> _The task_
Reproduce the items below without any change, starting with the line that contains "[indicate] the dark wing" and going through the last line of the items.

> _Data records_
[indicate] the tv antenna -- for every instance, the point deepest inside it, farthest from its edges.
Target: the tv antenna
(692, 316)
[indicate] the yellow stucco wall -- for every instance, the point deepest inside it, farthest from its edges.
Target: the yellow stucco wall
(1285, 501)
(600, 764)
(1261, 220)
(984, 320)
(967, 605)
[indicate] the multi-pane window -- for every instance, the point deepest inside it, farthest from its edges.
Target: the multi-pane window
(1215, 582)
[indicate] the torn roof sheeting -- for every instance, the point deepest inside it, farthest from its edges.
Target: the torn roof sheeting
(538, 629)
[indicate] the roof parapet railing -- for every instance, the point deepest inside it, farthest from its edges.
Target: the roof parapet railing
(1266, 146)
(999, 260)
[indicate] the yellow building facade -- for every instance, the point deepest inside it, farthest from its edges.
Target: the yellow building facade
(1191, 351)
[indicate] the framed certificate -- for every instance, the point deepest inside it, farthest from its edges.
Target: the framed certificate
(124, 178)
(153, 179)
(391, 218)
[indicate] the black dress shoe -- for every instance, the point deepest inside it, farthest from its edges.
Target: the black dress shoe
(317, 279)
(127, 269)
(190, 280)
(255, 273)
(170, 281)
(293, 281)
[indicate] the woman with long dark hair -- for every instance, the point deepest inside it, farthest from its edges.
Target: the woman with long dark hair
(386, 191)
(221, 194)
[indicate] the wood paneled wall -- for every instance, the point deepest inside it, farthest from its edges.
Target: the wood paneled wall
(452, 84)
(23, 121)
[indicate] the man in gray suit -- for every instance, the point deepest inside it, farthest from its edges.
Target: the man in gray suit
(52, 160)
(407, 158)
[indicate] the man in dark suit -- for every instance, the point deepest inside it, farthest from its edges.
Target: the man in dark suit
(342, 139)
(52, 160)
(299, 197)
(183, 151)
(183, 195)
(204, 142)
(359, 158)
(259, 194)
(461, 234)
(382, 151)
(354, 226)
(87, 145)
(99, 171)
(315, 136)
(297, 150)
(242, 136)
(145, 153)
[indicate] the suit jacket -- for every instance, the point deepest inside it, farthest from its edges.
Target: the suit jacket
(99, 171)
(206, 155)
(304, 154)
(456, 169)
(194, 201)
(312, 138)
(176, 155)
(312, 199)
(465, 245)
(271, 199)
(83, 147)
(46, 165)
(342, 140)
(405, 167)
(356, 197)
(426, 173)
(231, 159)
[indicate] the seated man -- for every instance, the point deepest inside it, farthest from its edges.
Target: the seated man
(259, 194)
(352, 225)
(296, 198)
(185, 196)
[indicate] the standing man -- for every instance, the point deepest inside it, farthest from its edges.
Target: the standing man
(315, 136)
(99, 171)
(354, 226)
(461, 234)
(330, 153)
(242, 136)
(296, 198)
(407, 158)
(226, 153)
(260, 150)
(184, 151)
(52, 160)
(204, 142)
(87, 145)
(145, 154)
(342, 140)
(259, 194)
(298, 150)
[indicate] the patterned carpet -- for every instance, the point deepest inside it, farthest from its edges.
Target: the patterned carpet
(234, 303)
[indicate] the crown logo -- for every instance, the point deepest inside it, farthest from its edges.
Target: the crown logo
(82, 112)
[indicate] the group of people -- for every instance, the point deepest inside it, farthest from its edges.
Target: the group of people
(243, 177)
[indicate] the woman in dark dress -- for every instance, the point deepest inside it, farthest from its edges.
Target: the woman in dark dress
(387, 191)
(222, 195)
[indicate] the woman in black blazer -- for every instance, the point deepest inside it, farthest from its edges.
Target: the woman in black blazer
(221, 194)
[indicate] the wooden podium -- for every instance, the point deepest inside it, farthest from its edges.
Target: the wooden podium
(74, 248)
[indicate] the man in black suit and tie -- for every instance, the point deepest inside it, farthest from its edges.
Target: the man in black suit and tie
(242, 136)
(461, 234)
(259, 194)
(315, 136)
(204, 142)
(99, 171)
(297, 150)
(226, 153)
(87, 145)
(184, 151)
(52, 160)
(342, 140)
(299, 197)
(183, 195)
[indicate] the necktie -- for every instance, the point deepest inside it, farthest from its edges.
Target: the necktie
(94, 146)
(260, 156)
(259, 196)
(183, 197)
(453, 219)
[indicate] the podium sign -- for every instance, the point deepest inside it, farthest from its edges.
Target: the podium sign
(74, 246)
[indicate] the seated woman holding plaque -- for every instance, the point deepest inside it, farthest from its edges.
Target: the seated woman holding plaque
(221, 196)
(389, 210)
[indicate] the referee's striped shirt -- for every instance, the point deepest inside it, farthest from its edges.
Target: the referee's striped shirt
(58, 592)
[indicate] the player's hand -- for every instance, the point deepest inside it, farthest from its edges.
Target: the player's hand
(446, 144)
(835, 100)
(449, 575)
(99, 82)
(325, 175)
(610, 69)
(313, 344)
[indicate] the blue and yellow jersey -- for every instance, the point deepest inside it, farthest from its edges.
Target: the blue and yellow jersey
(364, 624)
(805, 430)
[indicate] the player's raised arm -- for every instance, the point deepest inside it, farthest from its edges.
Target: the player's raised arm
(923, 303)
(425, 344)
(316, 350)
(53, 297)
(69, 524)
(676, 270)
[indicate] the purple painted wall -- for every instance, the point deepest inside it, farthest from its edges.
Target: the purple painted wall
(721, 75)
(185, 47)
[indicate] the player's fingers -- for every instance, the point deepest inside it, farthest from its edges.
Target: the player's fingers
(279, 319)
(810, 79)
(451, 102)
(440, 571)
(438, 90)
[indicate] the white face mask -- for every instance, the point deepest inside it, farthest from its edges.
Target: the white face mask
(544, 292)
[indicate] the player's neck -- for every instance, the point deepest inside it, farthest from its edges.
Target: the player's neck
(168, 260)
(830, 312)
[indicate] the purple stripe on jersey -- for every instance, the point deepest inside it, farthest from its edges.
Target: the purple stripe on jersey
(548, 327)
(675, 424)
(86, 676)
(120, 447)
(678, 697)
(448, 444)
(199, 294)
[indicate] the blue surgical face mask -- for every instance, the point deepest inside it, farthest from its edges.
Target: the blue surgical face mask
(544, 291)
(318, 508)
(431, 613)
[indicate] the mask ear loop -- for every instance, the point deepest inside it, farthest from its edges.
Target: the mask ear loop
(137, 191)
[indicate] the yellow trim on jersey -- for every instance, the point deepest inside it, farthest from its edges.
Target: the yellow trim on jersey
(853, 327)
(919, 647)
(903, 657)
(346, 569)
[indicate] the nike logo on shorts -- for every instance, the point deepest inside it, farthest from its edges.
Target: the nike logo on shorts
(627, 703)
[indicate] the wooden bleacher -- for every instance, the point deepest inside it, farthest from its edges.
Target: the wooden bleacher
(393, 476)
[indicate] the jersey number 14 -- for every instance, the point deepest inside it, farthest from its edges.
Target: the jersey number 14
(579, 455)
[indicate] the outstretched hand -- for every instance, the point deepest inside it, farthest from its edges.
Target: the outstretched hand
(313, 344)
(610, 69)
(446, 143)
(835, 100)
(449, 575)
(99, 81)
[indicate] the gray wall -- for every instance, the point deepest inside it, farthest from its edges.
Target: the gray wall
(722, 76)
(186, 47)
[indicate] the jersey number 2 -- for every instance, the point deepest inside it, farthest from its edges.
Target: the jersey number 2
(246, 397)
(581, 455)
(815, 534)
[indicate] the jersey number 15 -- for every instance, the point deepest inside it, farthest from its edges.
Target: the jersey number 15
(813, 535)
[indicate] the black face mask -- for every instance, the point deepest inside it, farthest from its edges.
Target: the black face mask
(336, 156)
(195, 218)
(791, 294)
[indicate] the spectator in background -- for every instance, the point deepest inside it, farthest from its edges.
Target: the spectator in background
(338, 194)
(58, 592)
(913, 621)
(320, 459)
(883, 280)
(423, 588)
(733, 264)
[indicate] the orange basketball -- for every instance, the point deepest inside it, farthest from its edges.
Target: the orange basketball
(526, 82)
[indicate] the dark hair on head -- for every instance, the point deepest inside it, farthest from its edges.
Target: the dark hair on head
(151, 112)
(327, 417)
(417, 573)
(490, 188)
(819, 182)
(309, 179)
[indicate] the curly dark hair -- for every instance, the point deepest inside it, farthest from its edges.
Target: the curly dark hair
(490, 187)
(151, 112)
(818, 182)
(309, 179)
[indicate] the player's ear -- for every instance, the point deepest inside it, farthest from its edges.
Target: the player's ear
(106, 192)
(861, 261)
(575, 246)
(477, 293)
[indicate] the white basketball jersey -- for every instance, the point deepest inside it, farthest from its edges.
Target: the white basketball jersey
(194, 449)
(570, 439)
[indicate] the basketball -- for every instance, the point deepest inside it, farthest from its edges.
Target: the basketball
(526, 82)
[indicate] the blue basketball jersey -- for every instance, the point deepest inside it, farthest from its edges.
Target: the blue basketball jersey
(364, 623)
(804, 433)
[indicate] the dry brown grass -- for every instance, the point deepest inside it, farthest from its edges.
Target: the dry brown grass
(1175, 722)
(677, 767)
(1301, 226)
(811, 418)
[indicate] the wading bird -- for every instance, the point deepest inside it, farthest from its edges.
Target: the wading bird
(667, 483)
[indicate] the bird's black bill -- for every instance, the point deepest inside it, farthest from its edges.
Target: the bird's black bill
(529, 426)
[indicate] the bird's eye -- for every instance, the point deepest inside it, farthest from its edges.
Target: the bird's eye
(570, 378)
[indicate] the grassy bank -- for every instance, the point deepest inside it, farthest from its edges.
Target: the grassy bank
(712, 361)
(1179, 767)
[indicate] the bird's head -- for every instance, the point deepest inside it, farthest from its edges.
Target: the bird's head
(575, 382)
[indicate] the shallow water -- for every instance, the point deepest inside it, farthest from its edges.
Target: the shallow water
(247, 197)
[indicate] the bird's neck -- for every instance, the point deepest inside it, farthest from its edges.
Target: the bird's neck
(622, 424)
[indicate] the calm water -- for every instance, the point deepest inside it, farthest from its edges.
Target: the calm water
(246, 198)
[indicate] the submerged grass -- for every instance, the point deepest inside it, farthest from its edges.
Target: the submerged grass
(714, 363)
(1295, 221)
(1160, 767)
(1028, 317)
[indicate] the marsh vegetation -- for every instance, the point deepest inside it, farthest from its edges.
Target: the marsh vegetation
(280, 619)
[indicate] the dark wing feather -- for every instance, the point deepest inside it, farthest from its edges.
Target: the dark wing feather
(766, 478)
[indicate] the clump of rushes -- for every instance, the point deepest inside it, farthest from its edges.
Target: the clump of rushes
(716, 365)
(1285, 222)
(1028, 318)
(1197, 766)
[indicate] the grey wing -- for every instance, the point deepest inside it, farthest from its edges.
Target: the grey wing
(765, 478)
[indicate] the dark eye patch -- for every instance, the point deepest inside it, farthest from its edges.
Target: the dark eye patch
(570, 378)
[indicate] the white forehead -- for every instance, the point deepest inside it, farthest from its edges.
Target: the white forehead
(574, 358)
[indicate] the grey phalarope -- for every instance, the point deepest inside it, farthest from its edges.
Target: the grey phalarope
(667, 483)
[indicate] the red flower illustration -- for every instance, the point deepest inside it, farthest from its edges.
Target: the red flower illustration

> _The completed task_
[indicate] the dark wing feather -- for every instance, the point deepest inside it, farthest from its edges.
Target: the dark wing feather
(766, 478)
[indicate] the clump of rushes -- for every instance, the point deepest inside it, farthest from its edges.
Target: the clump of rushes
(716, 365)
(1285, 222)
(1028, 318)
(1197, 766)
[indicate] the grey wing -- for every instance, the point deepest inside it, farthest from its edges.
Target: the grey wing
(765, 478)
[indicate] the dark eye patch -- for every instance, the point deepest inside it, farthest from its edges.
Target: the dark eye patch
(570, 378)
[indicate] the white forehead -- for every instance, the point deepest inside it, farthest from its edges.
Target: the white forehead
(574, 358)
[indicate] the grey phalarope -- for every instance, the point deepest inside it, farthest from its edges.
Target: the grey phalarope
(667, 483)
[indicate] the red flower illustration -- for every instance, the point deepest inside it, farthest from its edges.
Target: the red flower illustration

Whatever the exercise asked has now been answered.